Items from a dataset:
----
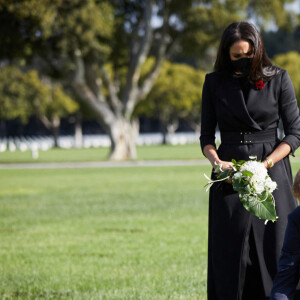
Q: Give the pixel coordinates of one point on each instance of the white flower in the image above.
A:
(237, 175)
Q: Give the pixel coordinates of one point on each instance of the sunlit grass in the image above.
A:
(130, 233)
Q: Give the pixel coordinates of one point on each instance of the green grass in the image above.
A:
(129, 233)
(119, 233)
(157, 152)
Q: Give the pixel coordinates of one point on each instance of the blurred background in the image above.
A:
(118, 73)
(99, 73)
(85, 81)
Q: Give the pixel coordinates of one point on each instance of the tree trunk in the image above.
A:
(123, 136)
(2, 128)
(163, 128)
(55, 126)
(78, 131)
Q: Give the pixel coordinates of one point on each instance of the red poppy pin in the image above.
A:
(259, 84)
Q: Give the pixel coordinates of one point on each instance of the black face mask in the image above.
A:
(242, 65)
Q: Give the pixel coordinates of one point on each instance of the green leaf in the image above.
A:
----
Problem requirements:
With "grass" as the search string, filter the records and return each line that has it.

Written response:
Q: Give the pixel coordinates of one point on each instance of the sunlit grass in the image above.
Q: Give the pixel coordinates of one point on each instance of the green grass in the image above.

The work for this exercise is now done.